**WRITTEN PROBLEM**
Write out the data below in full, unchanged, minus the images.

## start INPUT ROWS

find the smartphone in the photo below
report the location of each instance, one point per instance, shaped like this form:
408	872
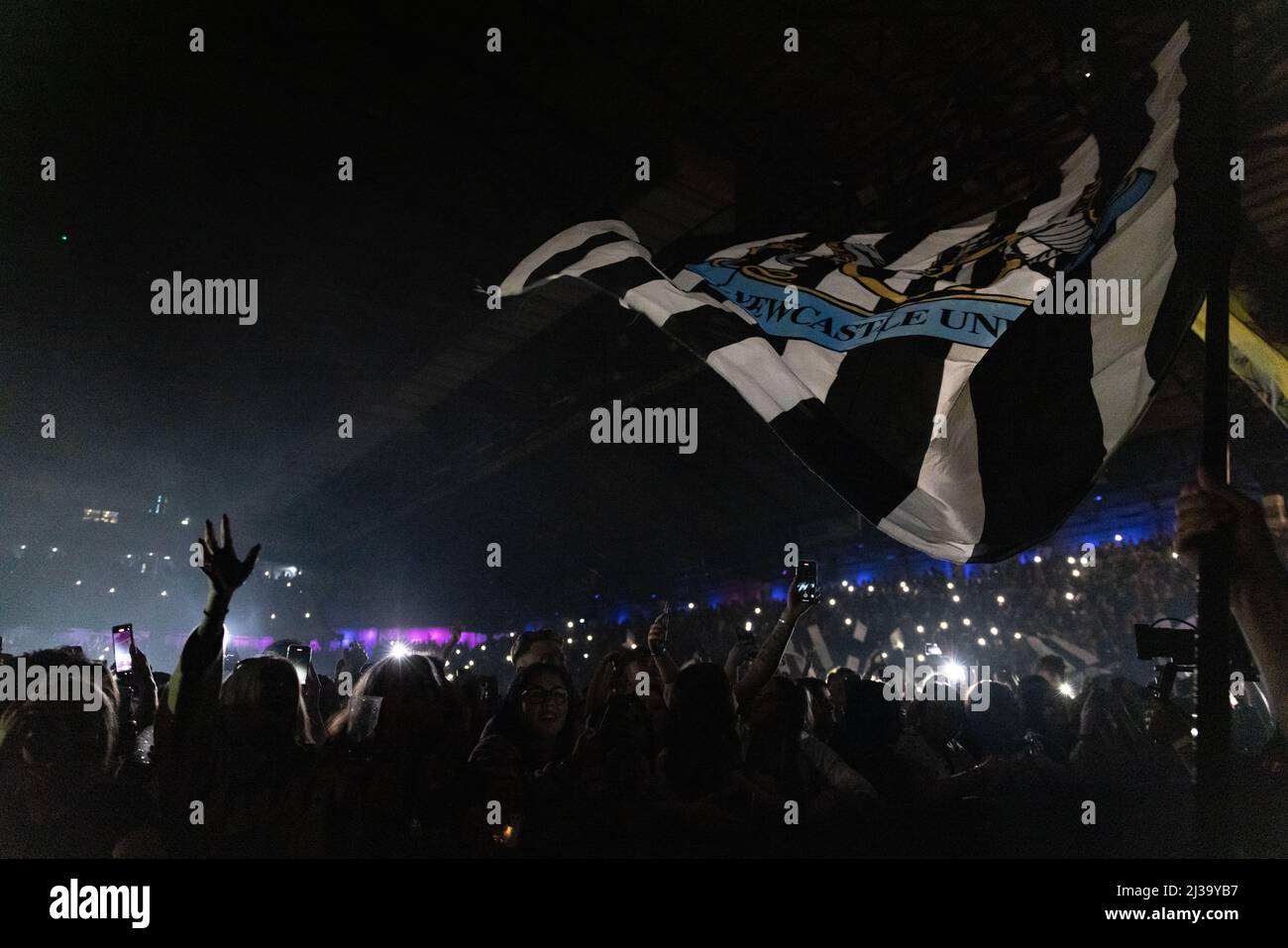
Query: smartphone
806	579
299	656
123	640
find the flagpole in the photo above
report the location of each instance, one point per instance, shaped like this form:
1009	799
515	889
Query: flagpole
1212	27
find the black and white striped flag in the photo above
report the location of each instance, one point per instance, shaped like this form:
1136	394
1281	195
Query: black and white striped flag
913	372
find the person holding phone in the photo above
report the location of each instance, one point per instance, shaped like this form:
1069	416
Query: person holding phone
244	746
802	596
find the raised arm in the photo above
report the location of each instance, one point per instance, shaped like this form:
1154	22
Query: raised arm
772	651
656	640
196	681
1258	584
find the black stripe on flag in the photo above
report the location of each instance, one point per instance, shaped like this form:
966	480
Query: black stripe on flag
864	479
879	388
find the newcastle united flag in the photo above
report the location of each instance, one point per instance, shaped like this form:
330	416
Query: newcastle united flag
960	388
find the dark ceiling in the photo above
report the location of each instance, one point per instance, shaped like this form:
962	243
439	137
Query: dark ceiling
471	424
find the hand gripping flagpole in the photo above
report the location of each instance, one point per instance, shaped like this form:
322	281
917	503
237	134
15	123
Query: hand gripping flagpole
1212	26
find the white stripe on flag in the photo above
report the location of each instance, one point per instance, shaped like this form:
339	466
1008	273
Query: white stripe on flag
754	369
944	515
561	243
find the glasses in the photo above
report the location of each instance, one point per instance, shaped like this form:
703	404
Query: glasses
535	697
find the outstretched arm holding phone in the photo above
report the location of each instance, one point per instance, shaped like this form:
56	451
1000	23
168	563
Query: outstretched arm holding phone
1258	584
196	682
656	640
800	597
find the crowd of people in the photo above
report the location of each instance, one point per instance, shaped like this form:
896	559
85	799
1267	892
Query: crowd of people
688	737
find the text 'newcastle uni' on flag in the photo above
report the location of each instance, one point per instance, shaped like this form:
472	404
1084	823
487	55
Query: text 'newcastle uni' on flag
913	371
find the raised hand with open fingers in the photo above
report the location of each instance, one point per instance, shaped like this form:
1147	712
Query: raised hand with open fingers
220	562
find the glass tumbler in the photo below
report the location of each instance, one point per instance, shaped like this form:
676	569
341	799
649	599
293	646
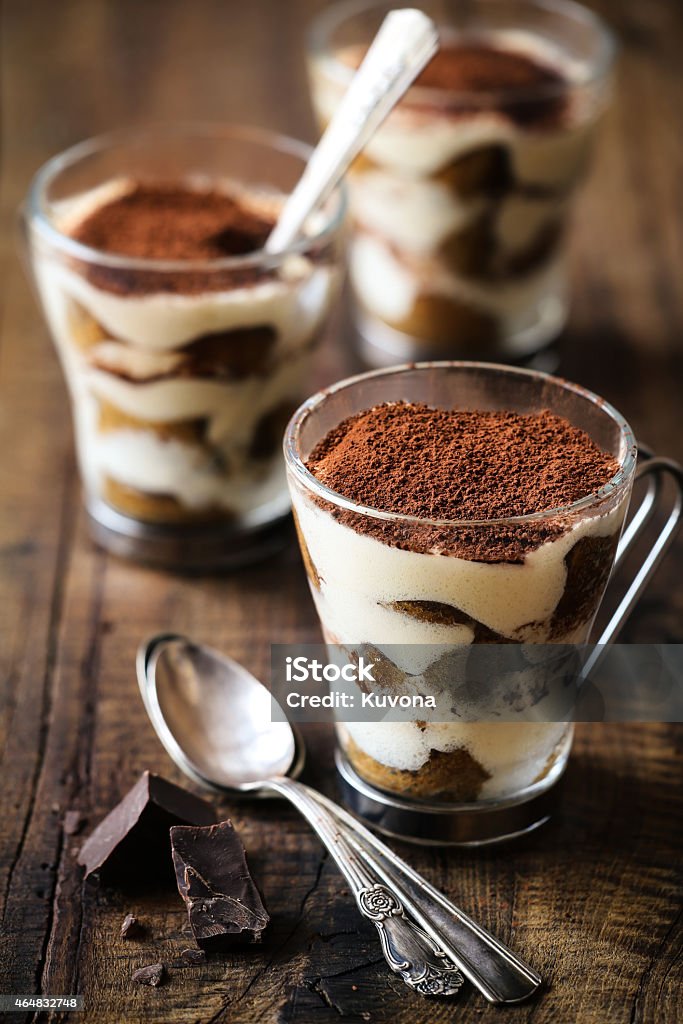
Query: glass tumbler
182	373
461	201
387	584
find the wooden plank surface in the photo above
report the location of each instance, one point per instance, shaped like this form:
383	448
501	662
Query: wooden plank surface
594	899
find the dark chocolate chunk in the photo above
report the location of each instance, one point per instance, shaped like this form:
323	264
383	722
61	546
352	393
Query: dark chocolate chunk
131	928
190	957
132	842
152	975
73	822
223	903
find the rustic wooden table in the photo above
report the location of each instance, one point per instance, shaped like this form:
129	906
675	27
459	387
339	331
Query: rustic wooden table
593	899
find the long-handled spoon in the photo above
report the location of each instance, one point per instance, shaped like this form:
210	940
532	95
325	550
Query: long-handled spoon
406	42
200	707
214	719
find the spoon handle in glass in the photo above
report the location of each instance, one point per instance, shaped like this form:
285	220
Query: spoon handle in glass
407	40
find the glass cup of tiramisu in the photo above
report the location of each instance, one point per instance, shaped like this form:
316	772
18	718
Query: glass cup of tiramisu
461	200
184	345
446	505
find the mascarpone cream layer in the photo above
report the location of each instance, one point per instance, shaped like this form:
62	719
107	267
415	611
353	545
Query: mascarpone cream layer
389	288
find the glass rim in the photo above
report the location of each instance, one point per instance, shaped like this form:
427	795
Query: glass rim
39	219
329	18
295	463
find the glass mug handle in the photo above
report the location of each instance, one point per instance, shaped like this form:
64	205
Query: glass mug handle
654	468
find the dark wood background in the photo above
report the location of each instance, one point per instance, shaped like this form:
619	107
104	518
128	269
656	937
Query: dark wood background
593	900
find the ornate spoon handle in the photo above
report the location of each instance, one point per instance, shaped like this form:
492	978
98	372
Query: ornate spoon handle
499	974
408	950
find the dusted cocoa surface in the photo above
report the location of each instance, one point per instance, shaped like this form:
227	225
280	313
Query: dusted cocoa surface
478	75
172	221
529	91
452	464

## end INPUT ROWS

**COMPLETE RESPONSE**
find the smartphone in the photo below
report the location of each instance, one point per instance, shaped like this form:
408	872
Query: smartphone
806	579
299	656
123	640
find the flagpole in the photo above
report the location of each instance, one point per instance, shaped like this form:
1009	799
515	889
Query: flagpole
1212	27
find the black and white striped flag in the photo above
report the location of each instance, one point per instance, shaped like this form:
1136	394
1281	195
Query: black and white striped flag
913	372
find the person holding phone in the photo above
report the location of each instance, one point per instance, shaped like this form:
1069	416
Query: person holding phone
244	746
802	596
find the raised arm in the photo above
report the location of each instance, one point per instance, shaped like this form:
1154	22
Query: raised arm
772	651
656	640
196	681
1258	584
find the black stripe on flag in the photo above
report the location of each instance, one point per instance, shaped like this form:
966	480
Query: black stripe on flag
864	479
879	388
find the newcastle united flag in the photo above
report the location of each instance, one point per instance, shaped like this form:
330	416
Query: newcastle united flag
960	388
find the dark ceiling in the photo above
report the location of each instance, one point per instance, shaped like this form:
962	243
439	137
Query: dark ceiling
471	424
find the hand gripping flagpole in the photo above
report the location of each instance, one point per instance, shaped like this form:
322	281
917	503
237	134
15	123
Query: hand gripping flagpole
1212	26
find the white stripe on flag in the photo above
report the location of each instance, one point per instance, shaped like this form:
339	466
1008	273
Query: white stripe on flag
754	369
944	515
561	243
find the glasses in the photo above
report the location of each instance, one point per instance, shaped like this form:
703	404
Query: glasses
535	697
find the outstretched arm holding phone in the photo above
report the location of each instance, one point per instance, shaped like this form:
56	451
1000	23
168	563
Query: outstretched arm holding phone
1258	584
196	682
656	640
800	597
find the crowd of people in the photo above
report the location of each instance, one point per instance, shaped like this form:
896	559
85	799
1267	892
Query: crowd of people
688	737
find the text 'newcastle uni' on flag in the photo above
report the location of each instance, one point per instance, shaped like this form:
472	404
1084	823
487	55
Query: text 'newcastle uni' on flag
913	371
find the raised hand with open fingers in the photo above
report the location of each instance, one point per instance, shaped like this form:
1147	712
Query: raised hand with open fingers
220	562
find the glass tumbler in the photo below
report the location of each instance, one point per instance, shaped like this form:
676	569
341	799
649	599
293	646
Query: glass tumbler
182	373
461	201
387	584
find the wooden plank surface in the photo above
report the location of each instance, one point per instance, shaped like this form:
383	448
501	662
Query: wooden plank surface
594	899
find the dark chocolate chunk in the photo above
report the location of each instance, one point per instance, shaped like this form:
323	264
383	722
61	546
352	393
Query: dark chocolate chunk
131	928
190	957
132	842
152	975
73	822
223	903
find the rustic wooden table in the photo above
report the location of each instance, one point per instance, shaped like this form:
129	906
675	27
459	387
339	331
Query: rustic wooden table
593	899
find the long-handled spoon in the photo above
report the location of each instance, one point per instance, shaped like this form:
210	940
532	95
325	550
Query: long-handled spoon
406	42
200	707
214	719
find the spoon handle in glass in the photo above
report the location of each instance, one point per instance, shaped like this form:
285	220
Query: spoon handle in glass
407	40
find the glass cup of tiramisu in the photo above
report the location of each instance, one point per instance, shaped like this form:
316	772
18	718
Query: glass cup of tiramisu
461	200
184	345
446	505
find the mascarpone cream layer in the photo above
report the location of each instance, one point per instance, shaped like this form:
62	719
107	267
415	611
353	545
Query: mascarpone cream layer
389	288
find the glass rim in the photo above
report the location of each instance, one point per instance, shaped like this form:
427	795
Query: glass rim
39	219
329	18
295	463
find the glass mug handle in the photo above
report the location of each instance, one point per instance, shaped like this form:
64	205
Query: glass mug handle
654	468
find the dark wood background in the photo above
report the location of each instance, one point per instance, shaped like this form:
619	107
104	518
128	269
656	937
Query: dark wood background
593	900
find the ornate spoon handle in the photo above
report the location of each instance, one point per instance, shaped like this form:
492	978
98	372
Query: ornate spoon handle
499	974
408	950
find the dusted cocoa surface in the photo above
report the location of each instance, one point per instance, shaped like this form:
227	225
280	313
Query: dusted cocoa surface
478	75
172	221
529	91
452	464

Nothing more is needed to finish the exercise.